Tasks to perform:
1. According to the forum thread, how did the first poster learn that her friend was pregnant?
2. Reproduce the forum thread word for word from "## collie_crazy" to "and my daughter.".

#### Extract to read

# sorry to intrude.... how do I help my friend? long sorry



## mumof2girls

My friend found out her baby had died in the womb, she was almost 20 weeks. I didnt know she was pregnant because I had a m/c about 3 months ago and she didnt want to upset me. I only found out because she sent a text to me meant for someone with a similar name to mine. She was due to go in today to start things off (not entirely sure what was going to happen) but on Tuesday morning she gave birth to her baby boy, she didnt hold him and discharged herself straight away as hospital couldnt contact her husband and refused to do it from her phone! She text our other friend to tell her as I was at work and my friend later told me. Since then she has been a wreck understandably but she wont open up and I dont want her to until she is ready. We have been helping with getting kids to school and having them for tea etc. Today we had coffee and she was as well as can be expected. I have just been on fb and her husband came on thanking me for being there especially today with the extra upset.... told him I was lost and asked what had happened. She went for a check up today and they must have scanned her as they have found a little girl who was obviously hiding behind her brother. She was a lot smaller and they are going to take her in next week to remove the baby. How the hell do we help her through this? She must feel so alone. There is only me and our other friend and her husband that know what has gone on because like I said no one knew she was even pregnant. I know she wants to talk but something stops her. Her husband says it has hit her tonight and they are waiting for the doctor to come and give her something. 

I am so sorry to intrude on this section but I have never had to deal with this before and I dont know where else to turn for advice. I am deeply sorry for all your losses and send a big hug to all you angel mummies xx


----------



## collie_crazy

I'm so so sorry you and your friend are going through this :hugs::hugs:

I'm sorry I really dont know what to suggest... nothing really helped me through the first few days after losing my daughter. I guess the only thing I can say is just be there for her whenever she is ready to talk let her :hugs: And dont give up - just because she doesnt want to talk now or in the next few weeks doesnt mean that she wont in a month or 2. I know I had a lot of support in the first few weeks and then people started to drift off again - I know this is natural because they have their own lives but it hurt and it still does to think of them 'forgetting' me and my daughter.

########
#### Information given

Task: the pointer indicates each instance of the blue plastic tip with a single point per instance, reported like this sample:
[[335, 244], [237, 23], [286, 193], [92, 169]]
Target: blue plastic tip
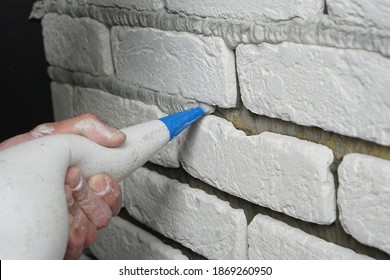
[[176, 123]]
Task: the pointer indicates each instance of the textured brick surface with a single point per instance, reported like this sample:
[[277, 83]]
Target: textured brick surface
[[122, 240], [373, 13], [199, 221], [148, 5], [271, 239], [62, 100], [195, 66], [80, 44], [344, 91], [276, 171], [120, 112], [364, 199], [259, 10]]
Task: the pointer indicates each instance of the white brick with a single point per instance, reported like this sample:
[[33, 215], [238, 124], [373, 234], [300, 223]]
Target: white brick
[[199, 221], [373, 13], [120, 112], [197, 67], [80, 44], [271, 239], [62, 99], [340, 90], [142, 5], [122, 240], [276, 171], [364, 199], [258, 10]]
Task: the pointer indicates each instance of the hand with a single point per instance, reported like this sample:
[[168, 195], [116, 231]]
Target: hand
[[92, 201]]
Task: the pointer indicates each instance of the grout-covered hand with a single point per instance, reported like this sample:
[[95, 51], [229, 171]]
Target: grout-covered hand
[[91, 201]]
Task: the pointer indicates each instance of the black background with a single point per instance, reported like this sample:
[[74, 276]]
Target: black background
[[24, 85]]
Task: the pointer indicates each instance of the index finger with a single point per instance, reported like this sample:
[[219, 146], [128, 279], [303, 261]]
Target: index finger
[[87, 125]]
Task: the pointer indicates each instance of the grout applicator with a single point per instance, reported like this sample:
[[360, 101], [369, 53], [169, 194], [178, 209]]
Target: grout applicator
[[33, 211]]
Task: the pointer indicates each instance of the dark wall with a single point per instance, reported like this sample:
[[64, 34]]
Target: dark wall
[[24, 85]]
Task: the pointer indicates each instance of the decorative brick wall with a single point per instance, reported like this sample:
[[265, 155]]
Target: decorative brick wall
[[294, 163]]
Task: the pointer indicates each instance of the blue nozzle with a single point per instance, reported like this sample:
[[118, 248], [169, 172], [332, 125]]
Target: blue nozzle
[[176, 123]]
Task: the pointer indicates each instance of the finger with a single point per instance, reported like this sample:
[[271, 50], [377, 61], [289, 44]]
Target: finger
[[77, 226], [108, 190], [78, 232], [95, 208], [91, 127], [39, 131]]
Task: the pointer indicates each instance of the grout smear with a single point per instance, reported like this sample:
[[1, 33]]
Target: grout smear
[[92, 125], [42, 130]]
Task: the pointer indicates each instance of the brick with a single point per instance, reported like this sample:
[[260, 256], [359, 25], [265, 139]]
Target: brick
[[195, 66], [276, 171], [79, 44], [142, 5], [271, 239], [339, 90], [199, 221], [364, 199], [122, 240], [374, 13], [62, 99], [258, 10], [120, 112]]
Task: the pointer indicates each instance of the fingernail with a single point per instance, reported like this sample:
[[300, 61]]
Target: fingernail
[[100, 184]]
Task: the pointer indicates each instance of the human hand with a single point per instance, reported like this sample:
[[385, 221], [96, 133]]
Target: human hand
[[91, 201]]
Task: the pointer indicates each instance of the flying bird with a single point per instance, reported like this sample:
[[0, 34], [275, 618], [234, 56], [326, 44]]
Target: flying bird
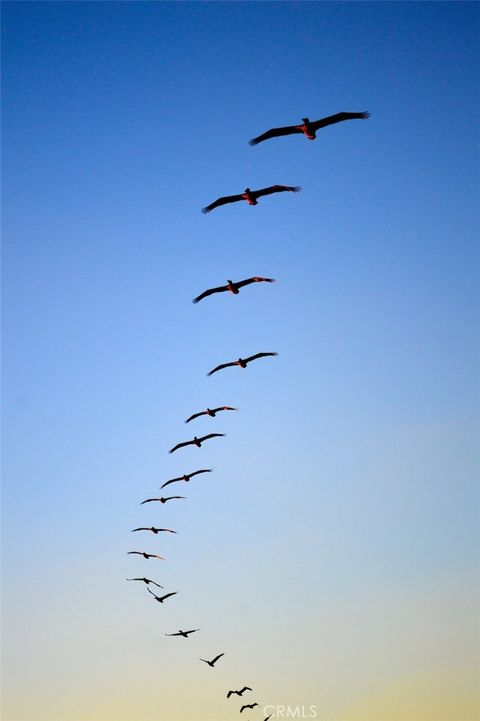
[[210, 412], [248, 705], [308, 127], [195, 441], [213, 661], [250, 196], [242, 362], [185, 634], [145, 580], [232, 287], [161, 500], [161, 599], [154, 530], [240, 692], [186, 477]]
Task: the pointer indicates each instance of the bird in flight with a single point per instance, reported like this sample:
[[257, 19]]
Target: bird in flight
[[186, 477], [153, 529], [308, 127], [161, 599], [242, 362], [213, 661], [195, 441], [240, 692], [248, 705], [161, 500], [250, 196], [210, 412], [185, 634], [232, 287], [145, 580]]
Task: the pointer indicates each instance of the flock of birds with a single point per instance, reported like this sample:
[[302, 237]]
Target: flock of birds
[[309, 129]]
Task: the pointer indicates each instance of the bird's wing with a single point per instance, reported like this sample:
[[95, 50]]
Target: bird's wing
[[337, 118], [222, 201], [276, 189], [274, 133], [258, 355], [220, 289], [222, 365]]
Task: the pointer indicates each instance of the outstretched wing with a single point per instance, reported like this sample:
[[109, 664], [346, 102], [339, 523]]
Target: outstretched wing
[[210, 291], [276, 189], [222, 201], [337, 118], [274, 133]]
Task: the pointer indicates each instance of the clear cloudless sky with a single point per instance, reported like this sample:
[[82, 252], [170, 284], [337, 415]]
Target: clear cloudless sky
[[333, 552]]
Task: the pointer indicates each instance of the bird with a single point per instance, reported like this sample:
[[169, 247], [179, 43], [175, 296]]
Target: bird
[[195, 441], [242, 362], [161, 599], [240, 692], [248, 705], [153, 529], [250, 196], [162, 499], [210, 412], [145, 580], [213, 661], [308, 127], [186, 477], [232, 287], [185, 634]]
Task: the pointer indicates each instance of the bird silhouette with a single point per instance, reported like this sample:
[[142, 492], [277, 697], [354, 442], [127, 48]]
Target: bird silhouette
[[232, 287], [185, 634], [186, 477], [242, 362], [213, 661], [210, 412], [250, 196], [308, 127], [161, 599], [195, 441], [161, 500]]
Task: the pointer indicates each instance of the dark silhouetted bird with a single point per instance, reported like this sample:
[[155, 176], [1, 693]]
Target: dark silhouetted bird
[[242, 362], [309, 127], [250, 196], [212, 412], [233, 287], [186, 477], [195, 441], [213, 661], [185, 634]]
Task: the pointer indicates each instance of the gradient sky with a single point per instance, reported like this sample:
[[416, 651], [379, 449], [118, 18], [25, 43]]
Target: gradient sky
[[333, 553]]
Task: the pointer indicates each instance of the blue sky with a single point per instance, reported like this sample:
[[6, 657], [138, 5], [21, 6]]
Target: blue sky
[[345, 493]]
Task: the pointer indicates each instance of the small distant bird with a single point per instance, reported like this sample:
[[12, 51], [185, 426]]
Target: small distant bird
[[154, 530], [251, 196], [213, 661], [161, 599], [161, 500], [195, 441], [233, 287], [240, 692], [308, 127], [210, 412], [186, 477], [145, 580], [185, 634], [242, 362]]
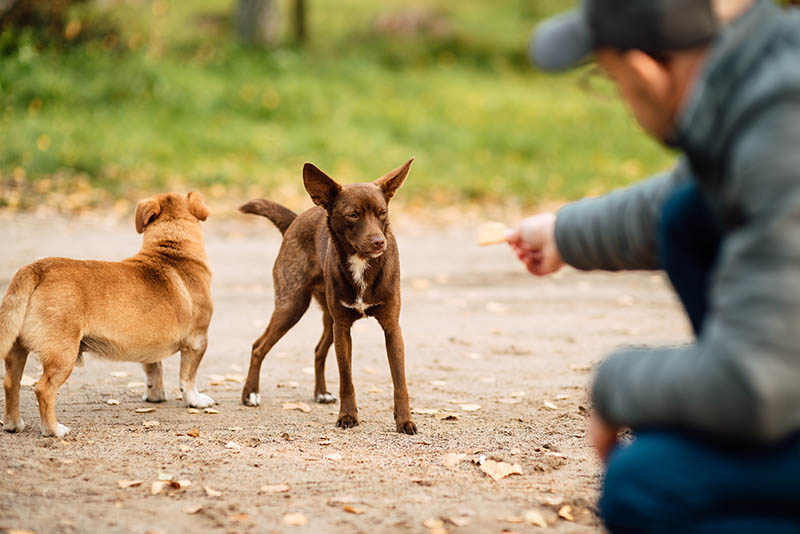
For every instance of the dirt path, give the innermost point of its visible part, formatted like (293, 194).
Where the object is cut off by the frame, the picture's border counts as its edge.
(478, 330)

########
#### Information given

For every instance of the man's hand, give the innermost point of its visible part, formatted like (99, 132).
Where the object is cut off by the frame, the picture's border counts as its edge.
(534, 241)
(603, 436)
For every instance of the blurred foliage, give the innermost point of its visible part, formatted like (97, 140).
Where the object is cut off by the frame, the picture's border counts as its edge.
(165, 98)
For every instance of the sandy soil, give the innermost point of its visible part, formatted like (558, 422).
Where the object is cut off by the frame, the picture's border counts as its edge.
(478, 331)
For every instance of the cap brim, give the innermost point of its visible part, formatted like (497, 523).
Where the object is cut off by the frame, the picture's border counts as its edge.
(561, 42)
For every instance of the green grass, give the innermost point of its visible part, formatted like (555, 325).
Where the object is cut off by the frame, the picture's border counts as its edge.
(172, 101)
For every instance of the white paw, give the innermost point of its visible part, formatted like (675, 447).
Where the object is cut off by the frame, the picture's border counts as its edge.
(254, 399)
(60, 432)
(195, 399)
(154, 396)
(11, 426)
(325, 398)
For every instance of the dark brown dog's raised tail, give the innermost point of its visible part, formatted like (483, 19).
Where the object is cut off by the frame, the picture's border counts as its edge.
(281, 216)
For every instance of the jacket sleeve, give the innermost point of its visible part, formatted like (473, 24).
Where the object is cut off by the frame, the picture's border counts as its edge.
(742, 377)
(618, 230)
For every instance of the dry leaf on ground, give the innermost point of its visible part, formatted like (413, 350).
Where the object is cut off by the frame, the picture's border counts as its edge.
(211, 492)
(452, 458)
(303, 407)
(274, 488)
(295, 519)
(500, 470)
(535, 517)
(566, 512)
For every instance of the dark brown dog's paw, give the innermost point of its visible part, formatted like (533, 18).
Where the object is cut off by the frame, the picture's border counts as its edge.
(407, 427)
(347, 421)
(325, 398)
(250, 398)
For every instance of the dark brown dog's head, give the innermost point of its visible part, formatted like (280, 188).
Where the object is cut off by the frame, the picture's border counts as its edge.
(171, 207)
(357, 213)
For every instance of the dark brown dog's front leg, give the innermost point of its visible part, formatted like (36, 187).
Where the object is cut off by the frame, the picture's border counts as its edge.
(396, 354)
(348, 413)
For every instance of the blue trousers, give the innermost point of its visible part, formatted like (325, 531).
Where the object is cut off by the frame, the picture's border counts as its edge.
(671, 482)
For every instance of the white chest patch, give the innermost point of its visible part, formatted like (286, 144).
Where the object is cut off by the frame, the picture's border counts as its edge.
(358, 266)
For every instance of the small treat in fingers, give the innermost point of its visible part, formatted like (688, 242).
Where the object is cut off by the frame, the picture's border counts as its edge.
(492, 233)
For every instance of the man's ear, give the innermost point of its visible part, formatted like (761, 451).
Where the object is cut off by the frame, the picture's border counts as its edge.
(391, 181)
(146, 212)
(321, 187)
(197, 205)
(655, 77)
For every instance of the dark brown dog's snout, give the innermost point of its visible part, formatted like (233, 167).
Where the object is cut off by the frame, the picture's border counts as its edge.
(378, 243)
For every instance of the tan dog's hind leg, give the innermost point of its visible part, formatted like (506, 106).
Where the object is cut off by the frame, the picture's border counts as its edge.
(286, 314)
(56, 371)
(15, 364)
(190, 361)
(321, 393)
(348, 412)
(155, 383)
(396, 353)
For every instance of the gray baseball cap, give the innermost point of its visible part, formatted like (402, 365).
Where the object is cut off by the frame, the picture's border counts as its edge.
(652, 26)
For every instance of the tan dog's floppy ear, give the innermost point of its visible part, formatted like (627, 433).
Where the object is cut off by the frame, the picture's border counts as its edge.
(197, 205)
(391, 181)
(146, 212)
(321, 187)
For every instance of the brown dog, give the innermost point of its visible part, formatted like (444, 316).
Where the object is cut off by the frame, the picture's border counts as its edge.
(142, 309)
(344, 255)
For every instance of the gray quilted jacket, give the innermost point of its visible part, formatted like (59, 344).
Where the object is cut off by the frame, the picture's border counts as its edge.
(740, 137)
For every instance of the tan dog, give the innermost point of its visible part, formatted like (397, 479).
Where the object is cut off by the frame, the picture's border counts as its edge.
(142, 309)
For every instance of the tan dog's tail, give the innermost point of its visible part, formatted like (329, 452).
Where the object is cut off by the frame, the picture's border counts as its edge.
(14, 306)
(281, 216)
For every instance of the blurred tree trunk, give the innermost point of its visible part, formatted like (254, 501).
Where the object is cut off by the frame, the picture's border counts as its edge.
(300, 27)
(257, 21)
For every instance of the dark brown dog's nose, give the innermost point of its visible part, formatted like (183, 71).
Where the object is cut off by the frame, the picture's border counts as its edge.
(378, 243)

########
#### Information given

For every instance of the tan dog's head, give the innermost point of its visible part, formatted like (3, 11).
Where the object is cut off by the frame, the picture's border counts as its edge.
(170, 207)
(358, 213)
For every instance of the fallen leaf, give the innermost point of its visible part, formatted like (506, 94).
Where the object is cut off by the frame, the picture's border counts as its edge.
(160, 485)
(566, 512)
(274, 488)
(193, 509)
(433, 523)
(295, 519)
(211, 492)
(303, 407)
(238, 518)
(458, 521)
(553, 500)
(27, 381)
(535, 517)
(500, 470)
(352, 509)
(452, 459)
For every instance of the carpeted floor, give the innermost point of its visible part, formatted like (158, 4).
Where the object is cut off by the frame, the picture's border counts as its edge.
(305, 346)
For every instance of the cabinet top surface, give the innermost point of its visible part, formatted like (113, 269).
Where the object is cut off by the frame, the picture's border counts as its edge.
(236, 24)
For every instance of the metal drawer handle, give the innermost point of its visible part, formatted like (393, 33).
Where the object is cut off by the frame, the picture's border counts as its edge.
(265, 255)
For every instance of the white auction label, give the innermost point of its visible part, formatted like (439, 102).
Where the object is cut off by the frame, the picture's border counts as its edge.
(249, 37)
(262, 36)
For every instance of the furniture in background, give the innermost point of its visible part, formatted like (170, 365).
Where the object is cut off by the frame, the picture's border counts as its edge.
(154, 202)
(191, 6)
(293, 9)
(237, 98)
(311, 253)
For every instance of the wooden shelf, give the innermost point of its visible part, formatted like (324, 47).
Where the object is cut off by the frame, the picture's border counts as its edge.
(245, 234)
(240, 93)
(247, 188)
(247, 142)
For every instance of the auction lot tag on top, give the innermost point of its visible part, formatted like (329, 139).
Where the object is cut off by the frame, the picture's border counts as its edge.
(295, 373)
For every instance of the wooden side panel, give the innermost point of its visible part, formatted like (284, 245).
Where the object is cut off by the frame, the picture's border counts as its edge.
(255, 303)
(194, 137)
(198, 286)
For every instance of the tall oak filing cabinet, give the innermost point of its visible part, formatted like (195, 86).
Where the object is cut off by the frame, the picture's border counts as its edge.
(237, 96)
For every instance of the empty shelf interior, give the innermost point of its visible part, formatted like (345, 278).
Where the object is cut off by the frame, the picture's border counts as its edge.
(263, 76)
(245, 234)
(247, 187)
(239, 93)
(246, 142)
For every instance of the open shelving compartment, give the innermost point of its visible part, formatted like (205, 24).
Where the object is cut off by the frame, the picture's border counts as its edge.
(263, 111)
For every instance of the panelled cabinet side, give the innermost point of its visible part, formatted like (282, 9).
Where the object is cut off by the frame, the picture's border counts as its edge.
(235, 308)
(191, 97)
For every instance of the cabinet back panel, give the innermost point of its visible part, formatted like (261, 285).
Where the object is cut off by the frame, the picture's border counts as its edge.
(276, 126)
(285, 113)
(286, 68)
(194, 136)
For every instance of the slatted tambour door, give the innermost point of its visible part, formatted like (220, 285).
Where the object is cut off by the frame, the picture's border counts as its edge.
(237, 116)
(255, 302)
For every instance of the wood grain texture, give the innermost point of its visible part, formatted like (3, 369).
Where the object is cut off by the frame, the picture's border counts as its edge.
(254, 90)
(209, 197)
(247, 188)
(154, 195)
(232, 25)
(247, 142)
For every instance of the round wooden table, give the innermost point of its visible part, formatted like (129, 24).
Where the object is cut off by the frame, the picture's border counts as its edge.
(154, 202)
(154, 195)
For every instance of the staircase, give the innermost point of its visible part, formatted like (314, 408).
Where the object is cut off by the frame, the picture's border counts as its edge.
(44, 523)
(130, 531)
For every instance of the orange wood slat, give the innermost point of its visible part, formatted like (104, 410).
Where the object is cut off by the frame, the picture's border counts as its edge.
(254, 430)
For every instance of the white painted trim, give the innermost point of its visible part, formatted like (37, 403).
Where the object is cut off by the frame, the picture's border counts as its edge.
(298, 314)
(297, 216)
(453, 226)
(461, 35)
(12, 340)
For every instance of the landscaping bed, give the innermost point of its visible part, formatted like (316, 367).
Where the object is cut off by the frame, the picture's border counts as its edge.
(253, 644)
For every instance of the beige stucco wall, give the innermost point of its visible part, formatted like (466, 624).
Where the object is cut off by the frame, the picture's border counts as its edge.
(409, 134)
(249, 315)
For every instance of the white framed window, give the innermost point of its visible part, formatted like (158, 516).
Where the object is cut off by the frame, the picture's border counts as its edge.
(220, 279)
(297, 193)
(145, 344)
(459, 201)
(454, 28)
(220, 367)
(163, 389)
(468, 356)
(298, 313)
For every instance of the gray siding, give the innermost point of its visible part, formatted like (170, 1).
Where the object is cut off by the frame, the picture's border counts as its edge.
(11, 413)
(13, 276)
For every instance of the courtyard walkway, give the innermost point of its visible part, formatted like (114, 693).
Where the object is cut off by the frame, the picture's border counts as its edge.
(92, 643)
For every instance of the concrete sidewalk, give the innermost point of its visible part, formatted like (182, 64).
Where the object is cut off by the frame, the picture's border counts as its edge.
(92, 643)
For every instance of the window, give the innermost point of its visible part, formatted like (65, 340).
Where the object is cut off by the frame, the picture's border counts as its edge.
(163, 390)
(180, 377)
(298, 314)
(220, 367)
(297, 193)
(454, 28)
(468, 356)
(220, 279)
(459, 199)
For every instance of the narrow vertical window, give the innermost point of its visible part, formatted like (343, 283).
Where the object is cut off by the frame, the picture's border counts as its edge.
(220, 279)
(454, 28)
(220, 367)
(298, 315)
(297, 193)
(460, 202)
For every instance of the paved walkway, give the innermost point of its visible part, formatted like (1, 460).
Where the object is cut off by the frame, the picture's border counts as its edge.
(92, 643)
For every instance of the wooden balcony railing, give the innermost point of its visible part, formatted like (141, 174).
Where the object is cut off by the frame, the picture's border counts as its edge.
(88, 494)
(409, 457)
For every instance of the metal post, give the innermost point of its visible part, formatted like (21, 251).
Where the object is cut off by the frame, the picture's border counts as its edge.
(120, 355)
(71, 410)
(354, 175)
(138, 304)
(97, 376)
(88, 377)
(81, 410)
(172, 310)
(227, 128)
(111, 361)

########

Activity answers:
1. Her friend sent her a text that was meant for someone with a similar name.

2.
## collie_crazy

I'm so so sorry you and your friend are going through this :hugs::hugs:

I'm sorry I really dont know what to suggest... nothing really helped me through the first few days after losing my daughter. I guess the only thing I can say is just be there for her whenever she is ready to talk let her :hugs: And dont give up - just because she doesnt want to talk now or in the next few weeks doesnt mean that she wont in a month or 2. I know I had a lot of support in the first few weeks and then people started to drift off again - I know this is natural because they have their own lives but it hurt and it still does to think of them 'forgetting' me and my daughter.